• EXERCISE DIRECTIONS: Gather every line of the data below that contains the word "fabric", and copy each such line in full.

• DATASET RECORDS:
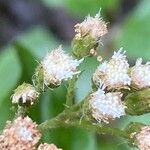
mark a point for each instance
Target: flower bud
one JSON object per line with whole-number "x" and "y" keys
{"x": 106, "y": 106}
{"x": 57, "y": 67}
{"x": 20, "y": 134}
{"x": 113, "y": 73}
{"x": 46, "y": 146}
{"x": 88, "y": 35}
{"x": 143, "y": 138}
{"x": 140, "y": 74}
{"x": 138, "y": 103}
{"x": 139, "y": 135}
{"x": 25, "y": 94}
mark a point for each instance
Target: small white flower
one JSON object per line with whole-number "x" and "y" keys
{"x": 113, "y": 73}
{"x": 25, "y": 93}
{"x": 47, "y": 146}
{"x": 93, "y": 26}
{"x": 20, "y": 134}
{"x": 58, "y": 66}
{"x": 143, "y": 138}
{"x": 25, "y": 134}
{"x": 140, "y": 74}
{"x": 106, "y": 106}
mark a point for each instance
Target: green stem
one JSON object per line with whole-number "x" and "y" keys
{"x": 71, "y": 92}
{"x": 66, "y": 120}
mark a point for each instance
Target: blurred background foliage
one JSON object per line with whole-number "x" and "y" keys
{"x": 31, "y": 28}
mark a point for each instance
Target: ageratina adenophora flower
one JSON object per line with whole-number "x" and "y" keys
{"x": 143, "y": 138}
{"x": 25, "y": 93}
{"x": 140, "y": 74}
{"x": 58, "y": 66}
{"x": 106, "y": 106}
{"x": 113, "y": 73}
{"x": 21, "y": 134}
{"x": 92, "y": 26}
{"x": 46, "y": 146}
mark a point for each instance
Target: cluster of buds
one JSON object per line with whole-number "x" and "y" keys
{"x": 143, "y": 138}
{"x": 57, "y": 67}
{"x": 22, "y": 134}
{"x": 88, "y": 36}
{"x": 106, "y": 106}
{"x": 140, "y": 74}
{"x": 113, "y": 73}
{"x": 25, "y": 94}
{"x": 46, "y": 146}
{"x": 116, "y": 75}
{"x": 91, "y": 26}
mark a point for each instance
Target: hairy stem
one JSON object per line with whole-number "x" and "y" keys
{"x": 71, "y": 92}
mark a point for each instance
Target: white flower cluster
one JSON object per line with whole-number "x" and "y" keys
{"x": 116, "y": 73}
{"x": 58, "y": 66}
{"x": 25, "y": 93}
{"x": 140, "y": 74}
{"x": 113, "y": 73}
{"x": 20, "y": 134}
{"x": 93, "y": 26}
{"x": 106, "y": 106}
{"x": 143, "y": 138}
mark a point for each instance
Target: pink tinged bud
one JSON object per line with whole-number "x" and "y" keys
{"x": 113, "y": 73}
{"x": 106, "y": 106}
{"x": 58, "y": 66}
{"x": 143, "y": 138}
{"x": 140, "y": 74}
{"x": 22, "y": 133}
{"x": 92, "y": 26}
{"x": 25, "y": 94}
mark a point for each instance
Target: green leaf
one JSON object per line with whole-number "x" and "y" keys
{"x": 90, "y": 6}
{"x": 135, "y": 33}
{"x": 84, "y": 83}
{"x": 10, "y": 73}
{"x": 27, "y": 60}
{"x": 38, "y": 41}
{"x": 83, "y": 138}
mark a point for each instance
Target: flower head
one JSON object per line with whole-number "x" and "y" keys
{"x": 25, "y": 93}
{"x": 22, "y": 134}
{"x": 140, "y": 74}
{"x": 143, "y": 138}
{"x": 106, "y": 106}
{"x": 58, "y": 66}
{"x": 46, "y": 146}
{"x": 93, "y": 26}
{"x": 113, "y": 73}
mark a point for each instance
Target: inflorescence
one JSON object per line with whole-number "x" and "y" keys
{"x": 111, "y": 79}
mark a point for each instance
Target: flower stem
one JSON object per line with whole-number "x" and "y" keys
{"x": 71, "y": 92}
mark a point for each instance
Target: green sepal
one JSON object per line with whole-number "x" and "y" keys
{"x": 138, "y": 103}
{"x": 81, "y": 47}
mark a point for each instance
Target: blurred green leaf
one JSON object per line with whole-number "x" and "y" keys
{"x": 84, "y": 139}
{"x": 54, "y": 3}
{"x": 38, "y": 41}
{"x": 135, "y": 32}
{"x": 10, "y": 73}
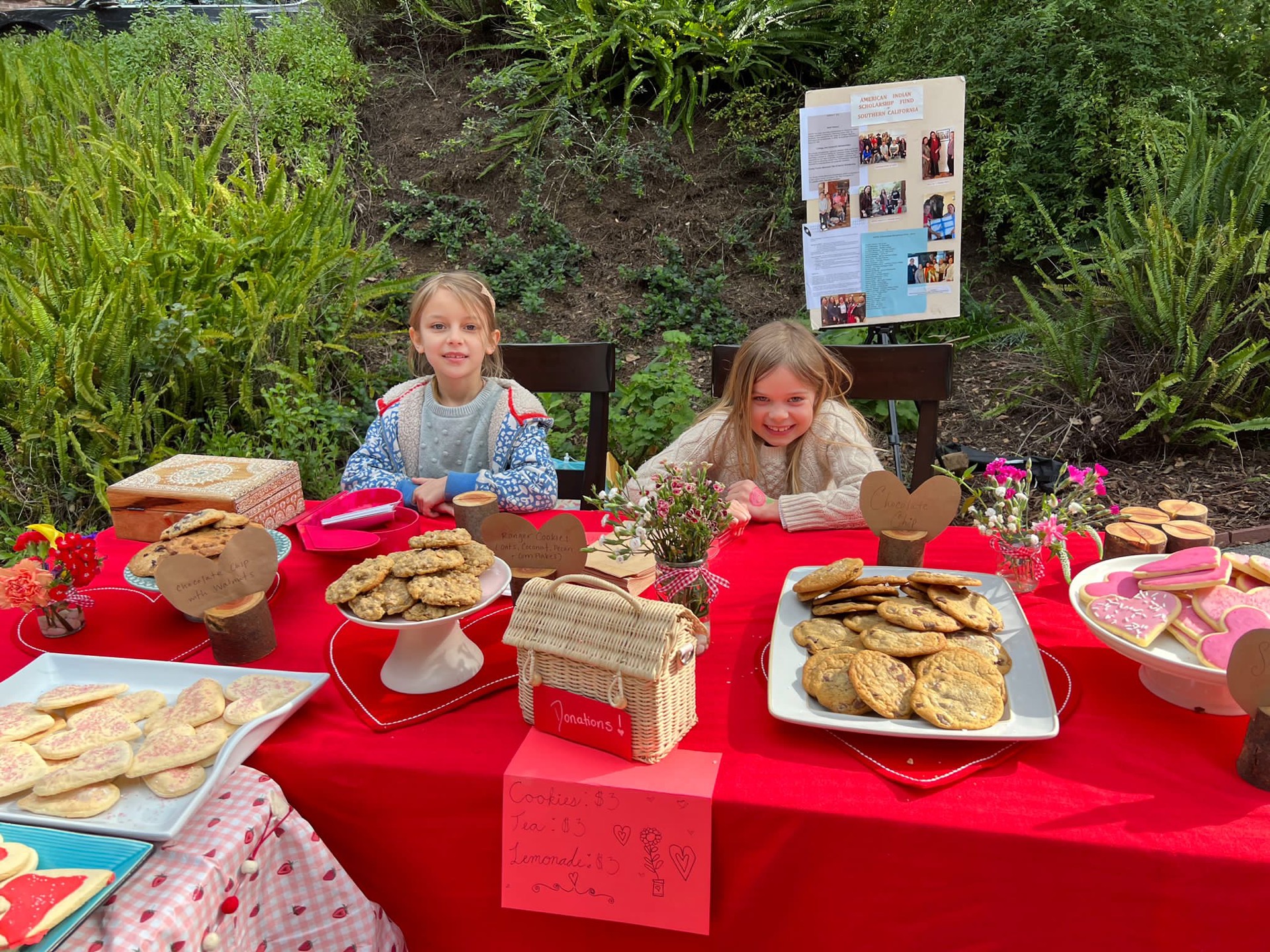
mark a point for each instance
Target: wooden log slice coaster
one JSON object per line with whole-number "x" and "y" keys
{"x": 1185, "y": 509}
{"x": 1132, "y": 539}
{"x": 1144, "y": 514}
{"x": 1184, "y": 534}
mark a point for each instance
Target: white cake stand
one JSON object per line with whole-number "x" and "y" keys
{"x": 436, "y": 655}
{"x": 1169, "y": 670}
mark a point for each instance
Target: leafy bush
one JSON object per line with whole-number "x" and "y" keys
{"x": 296, "y": 84}
{"x": 657, "y": 404}
{"x": 143, "y": 294}
{"x": 1171, "y": 305}
{"x": 667, "y": 55}
{"x": 1058, "y": 93}
{"x": 677, "y": 296}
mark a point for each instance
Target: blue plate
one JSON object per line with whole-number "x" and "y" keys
{"x": 281, "y": 542}
{"x": 66, "y": 850}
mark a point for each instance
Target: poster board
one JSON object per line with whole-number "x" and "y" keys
{"x": 882, "y": 243}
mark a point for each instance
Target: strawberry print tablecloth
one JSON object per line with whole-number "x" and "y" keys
{"x": 248, "y": 869}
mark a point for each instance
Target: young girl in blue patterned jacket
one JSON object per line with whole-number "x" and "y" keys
{"x": 462, "y": 427}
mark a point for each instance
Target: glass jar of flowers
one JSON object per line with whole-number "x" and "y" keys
{"x": 676, "y": 518}
{"x": 1024, "y": 524}
{"x": 46, "y": 571}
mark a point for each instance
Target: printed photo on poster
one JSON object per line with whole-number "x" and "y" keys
{"x": 839, "y": 310}
{"x": 937, "y": 151}
{"x": 939, "y": 216}
{"x": 884, "y": 198}
{"x": 882, "y": 146}
{"x": 835, "y": 205}
{"x": 931, "y": 268}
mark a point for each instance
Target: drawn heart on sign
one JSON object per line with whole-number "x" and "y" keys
{"x": 683, "y": 858}
{"x": 193, "y": 584}
{"x": 887, "y": 503}
{"x": 556, "y": 546}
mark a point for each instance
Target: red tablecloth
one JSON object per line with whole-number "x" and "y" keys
{"x": 1128, "y": 830}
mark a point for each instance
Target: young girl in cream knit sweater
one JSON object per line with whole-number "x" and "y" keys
{"x": 783, "y": 438}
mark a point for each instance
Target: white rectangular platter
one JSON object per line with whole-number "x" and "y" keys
{"x": 142, "y": 814}
{"x": 1031, "y": 713}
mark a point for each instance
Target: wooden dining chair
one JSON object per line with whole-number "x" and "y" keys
{"x": 572, "y": 368}
{"x": 917, "y": 372}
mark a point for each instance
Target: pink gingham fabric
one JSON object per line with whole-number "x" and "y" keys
{"x": 298, "y": 896}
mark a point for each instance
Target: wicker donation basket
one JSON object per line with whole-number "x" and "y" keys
{"x": 588, "y": 636}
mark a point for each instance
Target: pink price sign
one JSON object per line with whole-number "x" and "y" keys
{"x": 587, "y": 834}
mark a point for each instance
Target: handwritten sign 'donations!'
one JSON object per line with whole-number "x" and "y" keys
{"x": 1248, "y": 673}
{"x": 194, "y": 584}
{"x": 591, "y": 836}
{"x": 558, "y": 545}
{"x": 887, "y": 504}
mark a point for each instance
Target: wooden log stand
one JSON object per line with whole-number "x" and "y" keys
{"x": 1132, "y": 539}
{"x": 1184, "y": 534}
{"x": 1254, "y": 763}
{"x": 240, "y": 631}
{"x": 902, "y": 547}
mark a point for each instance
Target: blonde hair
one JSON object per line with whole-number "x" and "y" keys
{"x": 778, "y": 344}
{"x": 474, "y": 295}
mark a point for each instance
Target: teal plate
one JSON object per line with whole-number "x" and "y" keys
{"x": 66, "y": 850}
{"x": 280, "y": 542}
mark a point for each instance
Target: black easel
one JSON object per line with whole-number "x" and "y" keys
{"x": 888, "y": 334}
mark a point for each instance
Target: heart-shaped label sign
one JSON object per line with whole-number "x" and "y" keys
{"x": 193, "y": 584}
{"x": 556, "y": 546}
{"x": 1248, "y": 673}
{"x": 888, "y": 506}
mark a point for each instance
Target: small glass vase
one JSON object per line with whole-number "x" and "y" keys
{"x": 686, "y": 584}
{"x": 1021, "y": 565}
{"x": 60, "y": 619}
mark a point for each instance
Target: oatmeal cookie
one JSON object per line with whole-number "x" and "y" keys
{"x": 357, "y": 579}
{"x": 919, "y": 616}
{"x": 425, "y": 561}
{"x": 831, "y": 576}
{"x": 970, "y": 608}
{"x": 441, "y": 539}
{"x": 958, "y": 701}
{"x": 884, "y": 683}
{"x": 450, "y": 588}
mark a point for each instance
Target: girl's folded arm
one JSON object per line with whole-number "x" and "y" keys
{"x": 527, "y": 481}
{"x": 376, "y": 465}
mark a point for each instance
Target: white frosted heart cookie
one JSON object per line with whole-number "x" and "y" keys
{"x": 74, "y": 804}
{"x": 177, "y": 746}
{"x": 254, "y": 695}
{"x": 136, "y": 706}
{"x": 21, "y": 720}
{"x": 201, "y": 702}
{"x": 92, "y": 730}
{"x": 175, "y": 781}
{"x": 36, "y": 902}
{"x": 19, "y": 767}
{"x": 17, "y": 858}
{"x": 73, "y": 695}
{"x": 103, "y": 763}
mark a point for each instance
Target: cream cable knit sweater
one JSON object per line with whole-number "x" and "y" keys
{"x": 836, "y": 456}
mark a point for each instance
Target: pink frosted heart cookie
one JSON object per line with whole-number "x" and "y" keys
{"x": 1123, "y": 584}
{"x": 1189, "y": 560}
{"x": 1185, "y": 582}
{"x": 1216, "y": 649}
{"x": 19, "y": 721}
{"x": 1137, "y": 619}
{"x": 1212, "y": 604}
{"x": 73, "y": 695}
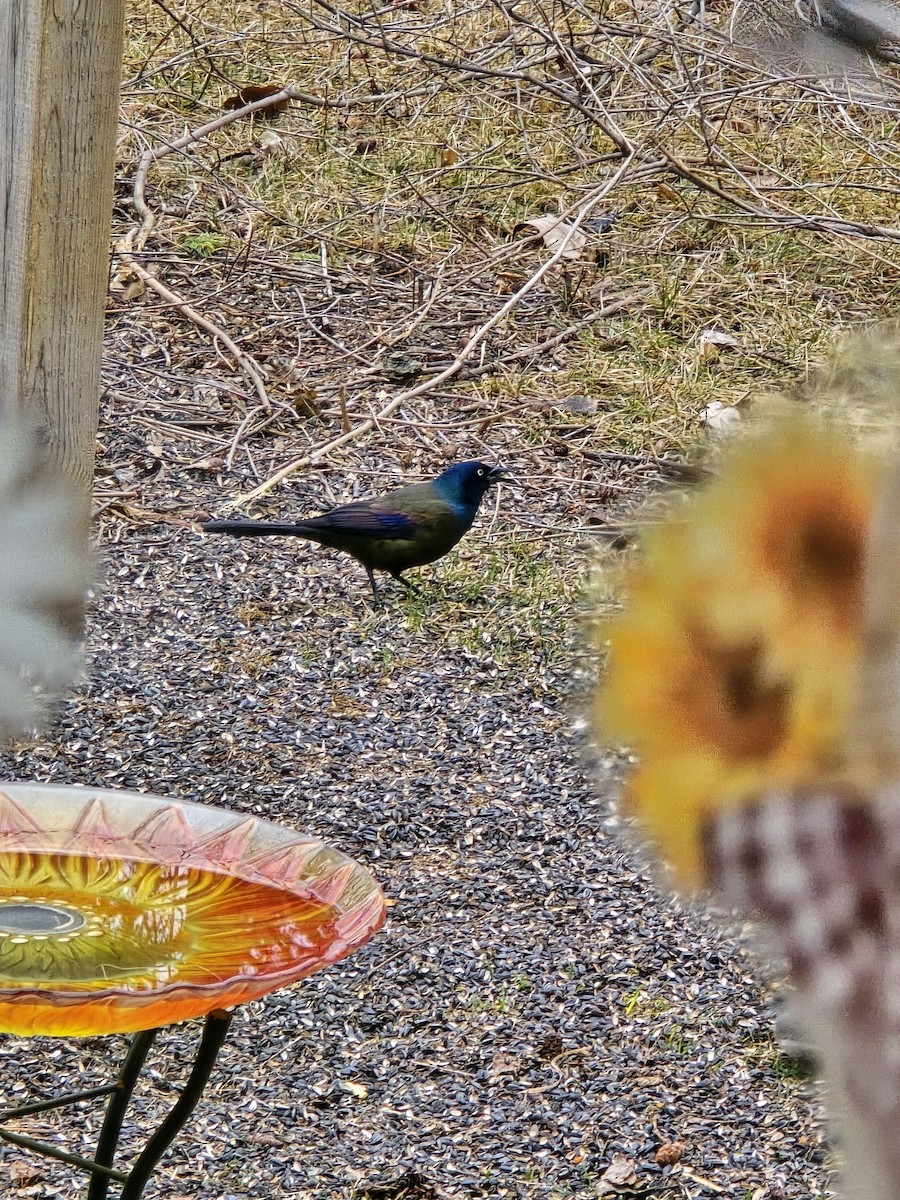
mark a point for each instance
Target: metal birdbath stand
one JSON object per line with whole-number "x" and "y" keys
{"x": 101, "y": 1167}
{"x": 124, "y": 913}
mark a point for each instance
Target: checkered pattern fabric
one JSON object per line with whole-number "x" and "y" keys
{"x": 822, "y": 867}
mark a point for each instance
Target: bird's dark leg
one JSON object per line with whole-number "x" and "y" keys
{"x": 370, "y": 573}
{"x": 407, "y": 583}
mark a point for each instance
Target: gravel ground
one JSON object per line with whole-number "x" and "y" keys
{"x": 533, "y": 1008}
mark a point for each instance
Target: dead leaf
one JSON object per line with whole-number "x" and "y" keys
{"x": 359, "y": 1090}
{"x": 252, "y": 93}
{"x": 270, "y": 143}
{"x": 24, "y": 1174}
{"x": 619, "y": 1174}
{"x": 721, "y": 420}
{"x": 555, "y": 231}
{"x": 709, "y": 342}
{"x": 670, "y": 1153}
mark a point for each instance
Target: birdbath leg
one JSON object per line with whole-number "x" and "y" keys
{"x": 115, "y": 1110}
{"x": 214, "y": 1035}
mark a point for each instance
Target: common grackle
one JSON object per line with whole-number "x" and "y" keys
{"x": 407, "y": 527}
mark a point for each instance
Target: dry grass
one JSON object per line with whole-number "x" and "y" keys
{"x": 431, "y": 133}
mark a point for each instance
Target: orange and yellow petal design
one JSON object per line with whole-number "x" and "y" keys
{"x": 123, "y": 912}
{"x": 733, "y": 665}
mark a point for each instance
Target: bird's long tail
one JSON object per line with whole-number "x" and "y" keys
{"x": 239, "y": 528}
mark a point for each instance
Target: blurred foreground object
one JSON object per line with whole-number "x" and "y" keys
{"x": 823, "y": 36}
{"x": 45, "y": 569}
{"x": 756, "y": 673}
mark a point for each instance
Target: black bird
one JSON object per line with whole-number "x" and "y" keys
{"x": 407, "y": 527}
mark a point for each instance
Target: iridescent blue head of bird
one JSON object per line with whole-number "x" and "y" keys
{"x": 466, "y": 483}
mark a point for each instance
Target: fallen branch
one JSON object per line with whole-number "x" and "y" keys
{"x": 325, "y": 448}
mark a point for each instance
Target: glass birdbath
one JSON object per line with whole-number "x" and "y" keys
{"x": 123, "y": 912}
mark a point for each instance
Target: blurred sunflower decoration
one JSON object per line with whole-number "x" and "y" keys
{"x": 755, "y": 671}
{"x": 733, "y": 664}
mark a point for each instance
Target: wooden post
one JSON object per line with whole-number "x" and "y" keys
{"x": 60, "y": 65}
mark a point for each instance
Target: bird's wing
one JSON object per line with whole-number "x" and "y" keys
{"x": 366, "y": 519}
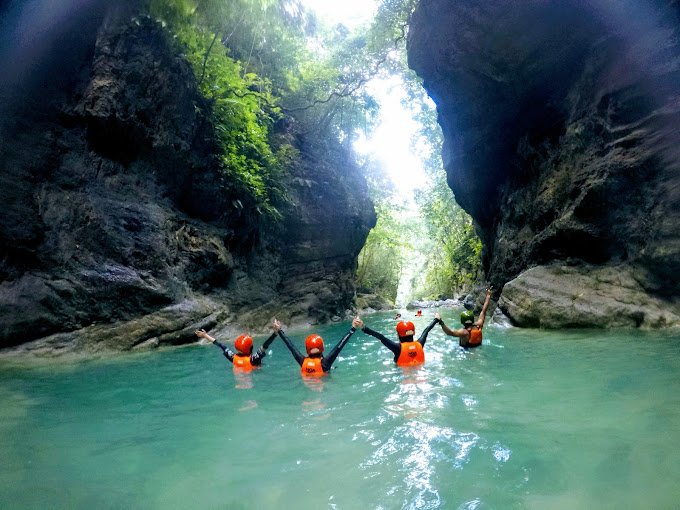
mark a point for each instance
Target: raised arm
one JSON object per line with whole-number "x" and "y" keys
{"x": 261, "y": 352}
{"x": 201, "y": 333}
{"x": 327, "y": 361}
{"x": 451, "y": 332}
{"x": 482, "y": 314}
{"x": 293, "y": 350}
{"x": 395, "y": 347}
{"x": 426, "y": 331}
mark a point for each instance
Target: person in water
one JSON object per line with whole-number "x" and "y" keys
{"x": 245, "y": 359}
{"x": 315, "y": 364}
{"x": 407, "y": 351}
{"x": 471, "y": 333}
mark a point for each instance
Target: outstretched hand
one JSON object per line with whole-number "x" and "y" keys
{"x": 276, "y": 325}
{"x": 202, "y": 333}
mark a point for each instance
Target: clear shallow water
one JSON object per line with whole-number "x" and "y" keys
{"x": 533, "y": 419}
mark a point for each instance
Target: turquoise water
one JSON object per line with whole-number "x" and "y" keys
{"x": 533, "y": 419}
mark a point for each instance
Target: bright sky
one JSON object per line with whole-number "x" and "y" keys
{"x": 390, "y": 143}
{"x": 350, "y": 13}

• ANSWER FOR THE TASK:
Target: pink gingham fabric
Target: checkered pattern fabric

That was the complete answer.